WORK TO COMPLETE
Only a single number is expected: how many lines of the data hold the word "sawhorse".

(DATA FOR THIS TASK begins)

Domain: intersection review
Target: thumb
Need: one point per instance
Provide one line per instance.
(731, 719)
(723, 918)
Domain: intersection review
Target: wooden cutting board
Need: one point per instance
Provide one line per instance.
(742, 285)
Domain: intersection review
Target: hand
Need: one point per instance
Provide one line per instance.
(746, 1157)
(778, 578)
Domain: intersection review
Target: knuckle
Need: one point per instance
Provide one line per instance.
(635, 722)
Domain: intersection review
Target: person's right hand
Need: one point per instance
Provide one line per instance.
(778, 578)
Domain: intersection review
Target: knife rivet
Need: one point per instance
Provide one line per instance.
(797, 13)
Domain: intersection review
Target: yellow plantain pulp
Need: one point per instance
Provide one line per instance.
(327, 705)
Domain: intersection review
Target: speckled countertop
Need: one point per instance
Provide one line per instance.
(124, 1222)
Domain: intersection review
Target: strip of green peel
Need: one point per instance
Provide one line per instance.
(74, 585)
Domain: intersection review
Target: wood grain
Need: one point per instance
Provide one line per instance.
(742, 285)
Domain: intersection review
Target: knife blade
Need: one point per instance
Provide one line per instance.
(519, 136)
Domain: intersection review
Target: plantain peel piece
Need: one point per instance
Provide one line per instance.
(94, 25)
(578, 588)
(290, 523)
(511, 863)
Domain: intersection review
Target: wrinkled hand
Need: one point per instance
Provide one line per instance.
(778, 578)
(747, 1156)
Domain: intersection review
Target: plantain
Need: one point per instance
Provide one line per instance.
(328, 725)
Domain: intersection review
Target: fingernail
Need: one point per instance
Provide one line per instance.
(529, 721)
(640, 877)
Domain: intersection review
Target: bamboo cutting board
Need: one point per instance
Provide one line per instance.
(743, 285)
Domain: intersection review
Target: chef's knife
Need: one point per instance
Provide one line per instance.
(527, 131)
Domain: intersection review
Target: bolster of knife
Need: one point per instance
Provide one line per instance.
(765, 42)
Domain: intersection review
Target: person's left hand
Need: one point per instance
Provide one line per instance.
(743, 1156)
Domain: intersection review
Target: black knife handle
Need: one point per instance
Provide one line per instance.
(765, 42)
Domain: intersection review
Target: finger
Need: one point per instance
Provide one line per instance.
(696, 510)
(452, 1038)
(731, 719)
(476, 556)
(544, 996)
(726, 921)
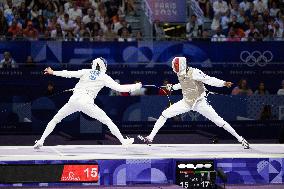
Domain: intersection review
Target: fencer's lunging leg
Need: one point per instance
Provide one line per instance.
(94, 111)
(176, 109)
(65, 111)
(207, 111)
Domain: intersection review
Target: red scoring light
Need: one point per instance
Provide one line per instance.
(176, 65)
(80, 173)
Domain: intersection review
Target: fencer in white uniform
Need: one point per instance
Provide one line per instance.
(194, 98)
(90, 83)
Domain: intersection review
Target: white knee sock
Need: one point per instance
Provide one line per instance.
(230, 129)
(115, 131)
(158, 125)
(49, 128)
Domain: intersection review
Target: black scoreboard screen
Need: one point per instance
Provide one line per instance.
(195, 174)
(46, 173)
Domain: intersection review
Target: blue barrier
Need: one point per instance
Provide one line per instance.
(162, 52)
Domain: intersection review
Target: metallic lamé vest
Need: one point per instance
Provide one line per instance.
(191, 89)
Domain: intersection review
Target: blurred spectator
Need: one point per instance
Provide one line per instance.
(66, 24)
(234, 22)
(30, 62)
(93, 25)
(278, 32)
(30, 32)
(69, 36)
(8, 12)
(241, 17)
(109, 34)
(100, 36)
(40, 24)
(60, 14)
(139, 36)
(216, 22)
(113, 92)
(51, 25)
(270, 36)
(259, 24)
(125, 36)
(225, 20)
(50, 89)
(261, 90)
(14, 29)
(205, 7)
(266, 113)
(281, 91)
(259, 6)
(220, 7)
(49, 12)
(7, 61)
(124, 25)
(251, 30)
(130, 7)
(242, 89)
(274, 9)
(3, 25)
(23, 11)
(35, 12)
(163, 91)
(74, 11)
(57, 33)
(218, 37)
(245, 5)
(193, 28)
(139, 92)
(205, 36)
(158, 30)
(232, 36)
(87, 18)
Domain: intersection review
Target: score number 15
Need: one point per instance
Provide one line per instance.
(91, 172)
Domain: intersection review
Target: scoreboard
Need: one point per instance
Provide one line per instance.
(48, 173)
(195, 174)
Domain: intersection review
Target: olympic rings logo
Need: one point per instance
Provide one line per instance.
(256, 57)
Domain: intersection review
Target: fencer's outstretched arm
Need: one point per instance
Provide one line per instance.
(200, 76)
(64, 73)
(173, 87)
(110, 83)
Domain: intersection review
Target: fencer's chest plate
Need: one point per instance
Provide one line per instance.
(191, 89)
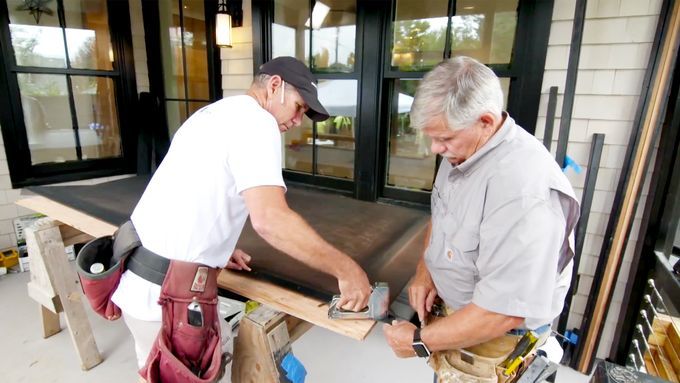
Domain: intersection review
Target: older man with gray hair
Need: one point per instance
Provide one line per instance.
(501, 237)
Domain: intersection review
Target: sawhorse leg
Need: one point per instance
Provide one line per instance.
(264, 337)
(54, 284)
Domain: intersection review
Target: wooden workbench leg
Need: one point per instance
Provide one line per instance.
(43, 239)
(50, 321)
(264, 338)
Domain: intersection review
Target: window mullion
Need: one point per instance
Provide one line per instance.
(74, 116)
(448, 40)
(61, 14)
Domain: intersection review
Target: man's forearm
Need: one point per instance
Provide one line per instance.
(469, 326)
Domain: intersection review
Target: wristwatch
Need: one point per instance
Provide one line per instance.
(418, 346)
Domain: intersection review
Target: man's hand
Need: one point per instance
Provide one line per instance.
(399, 336)
(354, 289)
(239, 260)
(422, 292)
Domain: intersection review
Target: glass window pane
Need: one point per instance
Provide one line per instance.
(335, 137)
(196, 49)
(87, 34)
(410, 163)
(36, 45)
(484, 30)
(333, 36)
(97, 117)
(419, 34)
(298, 147)
(290, 36)
(171, 49)
(47, 116)
(176, 113)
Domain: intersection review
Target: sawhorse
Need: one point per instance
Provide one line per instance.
(55, 286)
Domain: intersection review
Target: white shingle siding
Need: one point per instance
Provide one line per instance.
(617, 40)
(237, 62)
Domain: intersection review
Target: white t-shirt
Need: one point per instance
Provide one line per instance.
(192, 209)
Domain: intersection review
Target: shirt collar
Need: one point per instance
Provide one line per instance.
(505, 133)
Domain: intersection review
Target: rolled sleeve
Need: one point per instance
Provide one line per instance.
(256, 159)
(519, 249)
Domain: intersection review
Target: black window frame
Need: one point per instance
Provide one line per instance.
(373, 44)
(22, 172)
(152, 40)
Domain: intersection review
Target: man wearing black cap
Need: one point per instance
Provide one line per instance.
(224, 164)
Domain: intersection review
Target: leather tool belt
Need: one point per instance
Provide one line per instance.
(476, 364)
(188, 346)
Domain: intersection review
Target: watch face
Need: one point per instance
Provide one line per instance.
(421, 350)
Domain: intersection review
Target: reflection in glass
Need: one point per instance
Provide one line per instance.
(195, 50)
(98, 128)
(171, 48)
(419, 34)
(410, 164)
(484, 30)
(44, 100)
(176, 113)
(335, 137)
(36, 45)
(297, 153)
(87, 34)
(290, 36)
(333, 36)
(195, 106)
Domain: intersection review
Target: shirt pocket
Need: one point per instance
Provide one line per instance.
(461, 250)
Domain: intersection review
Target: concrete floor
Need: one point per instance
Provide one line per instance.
(328, 357)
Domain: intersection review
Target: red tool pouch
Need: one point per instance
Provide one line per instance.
(185, 352)
(111, 252)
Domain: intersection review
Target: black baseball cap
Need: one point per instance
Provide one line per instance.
(294, 72)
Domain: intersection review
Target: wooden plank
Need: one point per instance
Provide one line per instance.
(282, 299)
(633, 187)
(293, 303)
(46, 299)
(50, 322)
(43, 240)
(253, 356)
(68, 215)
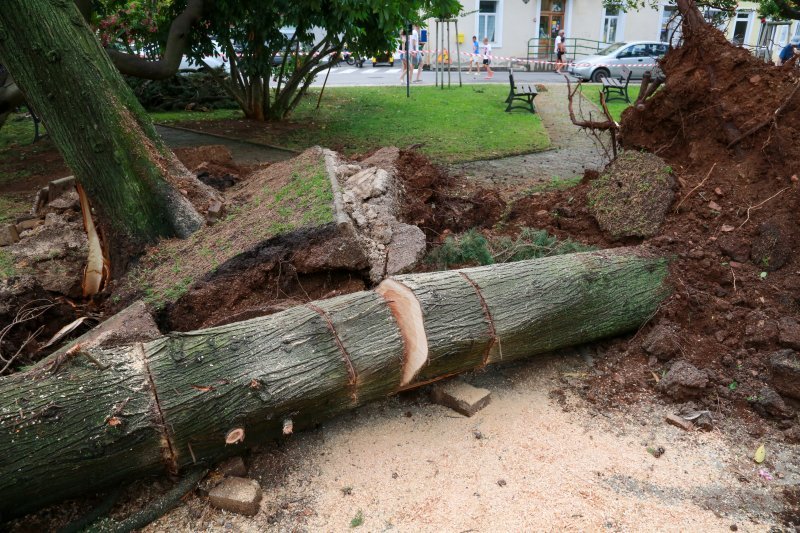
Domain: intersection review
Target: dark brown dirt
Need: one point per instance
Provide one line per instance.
(438, 203)
(26, 169)
(735, 271)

(DATA FOR THIS TASK ends)

YOUR RESPONSE
2